◆ PASSAGE FOR REVIEW

Mon, Mar. 16th, 2009, 10:05 pm
Progress Report - 03-16-09

 Tired as hell right now, and still have 500 words to write for Ephemera + 500 for Naia's Tower, but I thought I'd take a second to give a full update on my work.


EPHEMERA
Fully written through: chapter 5
Chapter 4 edits: 70% complete (down to 7,900 words, two red-marks to write in, 20+ yellow marks to revise, needs outside revisions)
Chapter 6 writing: ~4 transitions to fill (up to 10,101 words)
Chapters 7,8,9 writing: outlined 70% (7,009 words between all three chapters; may combine 7 and 8, and restructure planned chapters 10 and 11 to be 9).


NAIA'S TOWER
Fully written through: episode 1, part 1
Episode 1, Part 2 writing: ~3 transitions to fill (up to 2,806 words)
Episode 1, Part 3 writing: ~1 transition to fill (up to 2,741 words)
Episode 2 writing: 100% outlined (3,002 words).
Episode 3 outline: barely started.


And there you go! You know exactly where I'm at with everything right now. I'm trying to crank out the remaining words for the day (since I'm still trying to catch up on backlog, I don't want to fall even further behind... urk!), but given that I want to be in bed RIGHT NOW, I might have to throw in the towel for the day. Alas!

(Oh, and for anyone interested: Tatiana, the kitty that went into surgery, is recovering well. We found out that the tumor was benign - huzzah!)

Thu, Mar. 12th, 2009, 07:45 am
Catching Up

 Oof... what a hellish couple of days. As if it weren't bad enough that I managed to get my days and nights switched (and then fixed on Friday, and then switched on Monday... it shouldn't be so natural to be awake all night, but it is for me), one of our  cats, Tatiana, got a fast-growing tumor on her belly, which had to be removed. She's been put into my room so that the other cats won't mess things up while she's recouperating. The poor girl pulled her stitches last night, so she's going to have to go back to the vet's today.

Now, I love Tat. She's a marvelous, loving, affectionate and beautiful Maine Coon girl, and I enjoy her company dearly. However, it is impossible to type when she's around. She demands to be on my stomach while I'm reclining, or my lap if I'm sitting; which is, y'know, where I need my laptop to be so that I can write. So I'm left with only a few options; I can leave the room and try to find somewhere else to write, I can continually kick her off my lap (but very very carefully and slowly, because I don't want to aggravate her injury), or I can give up, put on Hulu, and let her be happy.

◆ EXTRACTED MATERIAL
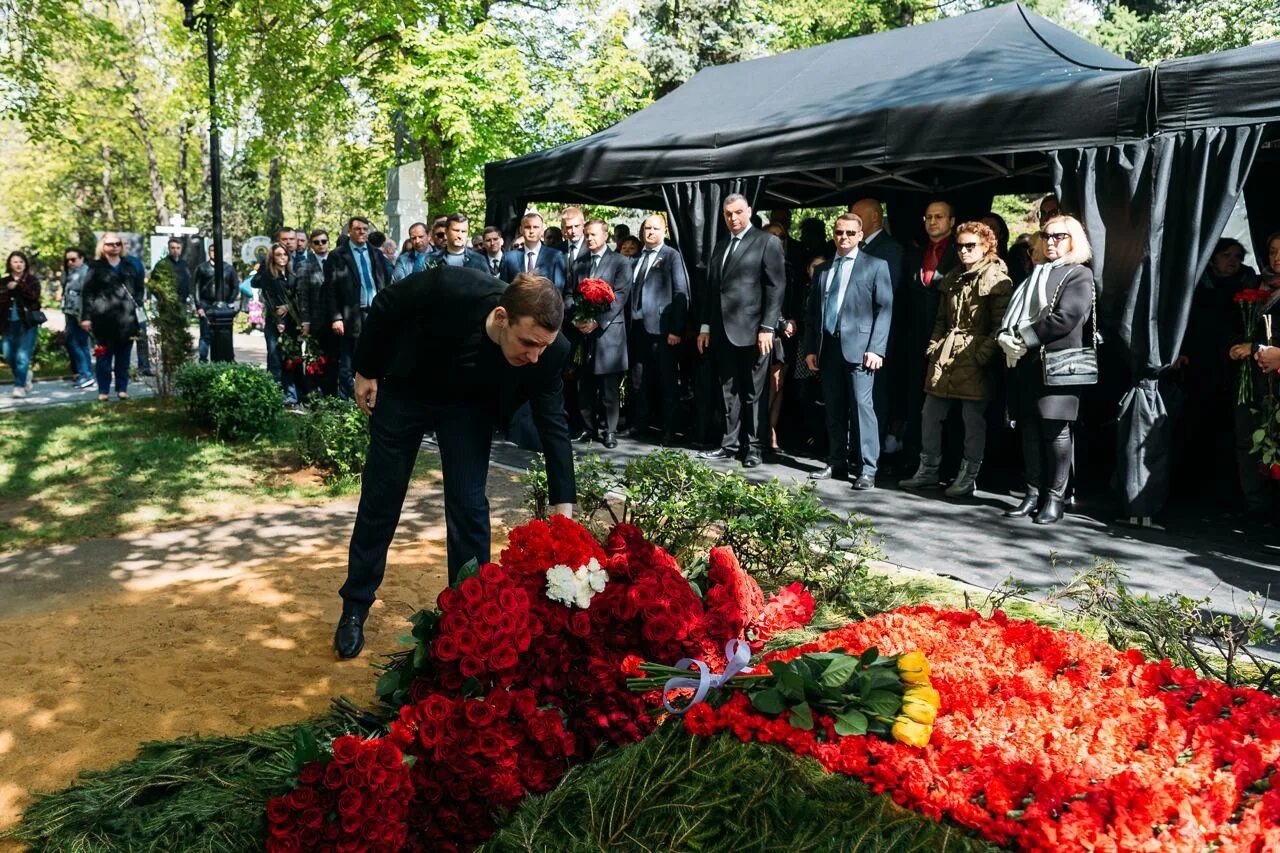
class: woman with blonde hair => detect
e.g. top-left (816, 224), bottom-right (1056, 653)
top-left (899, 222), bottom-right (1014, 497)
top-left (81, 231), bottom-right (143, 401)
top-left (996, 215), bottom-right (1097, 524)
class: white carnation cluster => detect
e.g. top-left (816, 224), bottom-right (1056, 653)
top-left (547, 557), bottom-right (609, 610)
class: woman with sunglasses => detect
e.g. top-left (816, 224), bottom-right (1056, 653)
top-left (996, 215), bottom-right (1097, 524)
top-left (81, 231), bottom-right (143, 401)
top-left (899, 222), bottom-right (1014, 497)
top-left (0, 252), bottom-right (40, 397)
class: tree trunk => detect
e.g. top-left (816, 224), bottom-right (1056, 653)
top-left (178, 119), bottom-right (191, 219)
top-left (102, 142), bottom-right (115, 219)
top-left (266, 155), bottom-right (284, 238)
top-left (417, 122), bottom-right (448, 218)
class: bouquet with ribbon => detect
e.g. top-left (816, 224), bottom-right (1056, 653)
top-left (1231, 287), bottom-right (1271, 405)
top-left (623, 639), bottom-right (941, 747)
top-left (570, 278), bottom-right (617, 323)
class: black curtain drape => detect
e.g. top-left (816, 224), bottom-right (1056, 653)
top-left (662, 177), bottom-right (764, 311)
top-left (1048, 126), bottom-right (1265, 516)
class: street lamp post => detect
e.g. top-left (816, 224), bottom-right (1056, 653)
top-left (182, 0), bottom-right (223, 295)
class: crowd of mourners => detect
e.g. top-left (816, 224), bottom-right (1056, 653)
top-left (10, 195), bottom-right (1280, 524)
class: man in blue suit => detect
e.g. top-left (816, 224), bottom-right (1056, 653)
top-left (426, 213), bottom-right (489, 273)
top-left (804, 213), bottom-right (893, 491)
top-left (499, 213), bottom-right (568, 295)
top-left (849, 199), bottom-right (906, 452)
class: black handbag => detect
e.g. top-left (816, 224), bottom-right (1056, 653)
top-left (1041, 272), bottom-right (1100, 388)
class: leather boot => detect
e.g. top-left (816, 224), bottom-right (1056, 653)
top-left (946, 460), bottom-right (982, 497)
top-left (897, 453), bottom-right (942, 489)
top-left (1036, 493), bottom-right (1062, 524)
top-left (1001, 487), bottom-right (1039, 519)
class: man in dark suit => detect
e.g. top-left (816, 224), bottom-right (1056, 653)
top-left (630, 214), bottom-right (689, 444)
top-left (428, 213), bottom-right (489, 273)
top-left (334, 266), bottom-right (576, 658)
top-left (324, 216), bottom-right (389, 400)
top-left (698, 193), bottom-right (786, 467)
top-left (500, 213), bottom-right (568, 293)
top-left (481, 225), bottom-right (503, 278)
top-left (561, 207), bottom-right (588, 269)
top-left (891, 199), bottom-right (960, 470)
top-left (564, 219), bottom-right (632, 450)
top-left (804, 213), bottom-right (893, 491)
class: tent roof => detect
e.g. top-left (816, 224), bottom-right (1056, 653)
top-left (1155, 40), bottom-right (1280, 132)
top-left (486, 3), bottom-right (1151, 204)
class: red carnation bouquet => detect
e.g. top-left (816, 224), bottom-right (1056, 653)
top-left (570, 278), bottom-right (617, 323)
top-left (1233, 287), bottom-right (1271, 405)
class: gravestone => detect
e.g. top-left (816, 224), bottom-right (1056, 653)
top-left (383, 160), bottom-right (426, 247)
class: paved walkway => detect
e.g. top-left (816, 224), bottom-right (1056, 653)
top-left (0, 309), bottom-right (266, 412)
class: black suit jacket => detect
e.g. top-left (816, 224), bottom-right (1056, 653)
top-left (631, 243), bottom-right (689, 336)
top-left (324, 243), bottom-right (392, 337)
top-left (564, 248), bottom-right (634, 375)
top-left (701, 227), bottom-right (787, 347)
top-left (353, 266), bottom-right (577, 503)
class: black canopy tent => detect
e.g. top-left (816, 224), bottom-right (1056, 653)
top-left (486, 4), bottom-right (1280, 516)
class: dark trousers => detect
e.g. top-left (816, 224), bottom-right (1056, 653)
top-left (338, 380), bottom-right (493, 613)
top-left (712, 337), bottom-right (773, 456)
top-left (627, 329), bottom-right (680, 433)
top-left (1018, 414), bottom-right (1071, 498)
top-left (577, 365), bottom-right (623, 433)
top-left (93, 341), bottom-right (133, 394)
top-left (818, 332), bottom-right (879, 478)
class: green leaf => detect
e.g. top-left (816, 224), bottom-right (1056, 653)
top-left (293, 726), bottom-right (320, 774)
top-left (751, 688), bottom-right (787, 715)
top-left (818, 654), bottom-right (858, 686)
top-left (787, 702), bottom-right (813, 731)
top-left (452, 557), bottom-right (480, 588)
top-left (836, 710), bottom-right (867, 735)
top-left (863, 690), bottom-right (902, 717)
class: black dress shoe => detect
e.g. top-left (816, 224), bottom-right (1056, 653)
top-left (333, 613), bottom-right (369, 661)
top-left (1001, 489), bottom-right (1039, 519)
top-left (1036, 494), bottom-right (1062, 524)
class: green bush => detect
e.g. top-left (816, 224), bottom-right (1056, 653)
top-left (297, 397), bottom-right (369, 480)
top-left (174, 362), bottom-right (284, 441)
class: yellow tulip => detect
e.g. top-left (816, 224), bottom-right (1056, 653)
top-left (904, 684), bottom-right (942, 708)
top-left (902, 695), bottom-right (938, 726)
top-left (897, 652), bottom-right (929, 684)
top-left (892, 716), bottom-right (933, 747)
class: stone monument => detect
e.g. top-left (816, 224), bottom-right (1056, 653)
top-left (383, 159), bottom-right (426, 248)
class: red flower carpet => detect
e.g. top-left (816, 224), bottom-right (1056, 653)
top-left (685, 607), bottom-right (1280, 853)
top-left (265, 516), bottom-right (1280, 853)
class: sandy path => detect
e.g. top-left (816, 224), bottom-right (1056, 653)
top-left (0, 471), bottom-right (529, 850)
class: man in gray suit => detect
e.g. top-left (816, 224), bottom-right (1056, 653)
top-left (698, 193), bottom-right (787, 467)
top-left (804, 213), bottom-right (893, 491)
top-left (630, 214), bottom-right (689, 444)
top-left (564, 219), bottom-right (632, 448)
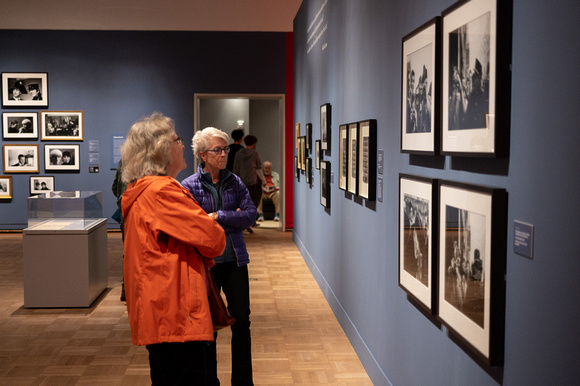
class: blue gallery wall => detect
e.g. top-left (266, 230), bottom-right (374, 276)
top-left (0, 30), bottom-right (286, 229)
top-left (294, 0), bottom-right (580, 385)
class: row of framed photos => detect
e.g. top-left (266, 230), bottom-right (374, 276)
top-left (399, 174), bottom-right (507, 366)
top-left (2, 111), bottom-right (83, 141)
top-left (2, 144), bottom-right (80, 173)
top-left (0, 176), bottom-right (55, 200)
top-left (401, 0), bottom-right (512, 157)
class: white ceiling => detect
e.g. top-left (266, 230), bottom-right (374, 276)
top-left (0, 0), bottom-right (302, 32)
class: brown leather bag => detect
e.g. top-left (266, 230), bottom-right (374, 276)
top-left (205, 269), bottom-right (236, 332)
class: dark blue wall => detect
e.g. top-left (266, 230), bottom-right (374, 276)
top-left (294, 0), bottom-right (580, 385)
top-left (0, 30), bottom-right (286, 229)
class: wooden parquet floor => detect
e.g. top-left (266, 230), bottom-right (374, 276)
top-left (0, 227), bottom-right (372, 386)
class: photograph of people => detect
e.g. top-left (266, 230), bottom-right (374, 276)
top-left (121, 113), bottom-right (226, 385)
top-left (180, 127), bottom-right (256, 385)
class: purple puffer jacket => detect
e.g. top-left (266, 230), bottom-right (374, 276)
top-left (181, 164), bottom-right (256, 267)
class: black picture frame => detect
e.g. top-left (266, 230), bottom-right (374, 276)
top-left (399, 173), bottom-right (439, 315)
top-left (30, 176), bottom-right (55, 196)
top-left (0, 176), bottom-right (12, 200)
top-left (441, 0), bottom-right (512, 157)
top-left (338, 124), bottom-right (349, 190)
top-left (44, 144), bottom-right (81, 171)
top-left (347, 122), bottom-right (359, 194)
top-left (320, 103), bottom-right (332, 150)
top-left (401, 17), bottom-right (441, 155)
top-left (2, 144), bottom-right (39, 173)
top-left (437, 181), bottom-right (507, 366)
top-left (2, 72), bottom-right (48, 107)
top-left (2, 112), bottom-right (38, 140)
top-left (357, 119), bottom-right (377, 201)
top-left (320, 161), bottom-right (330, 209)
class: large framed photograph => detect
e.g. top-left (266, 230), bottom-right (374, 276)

◆ EXERCISE INSTRUCTIONS
Rewrite everything from "Chapter 6 writing: ~4" down to "11 to be 9)." in the writing progress report, replacing "transitions" with "scenes". The rows are separate material and have nothing to do with the writing progress report.

◆ SOLUTION BELOW
Chapter 6 writing: ~4 scenes to fill (up to 10,101 words)
Chapters 7,8,9 writing: outlined 70% (7,009 words between all three chapters; may combine 7 and 8, and restructure planned chapters 10 and 11 to be 9).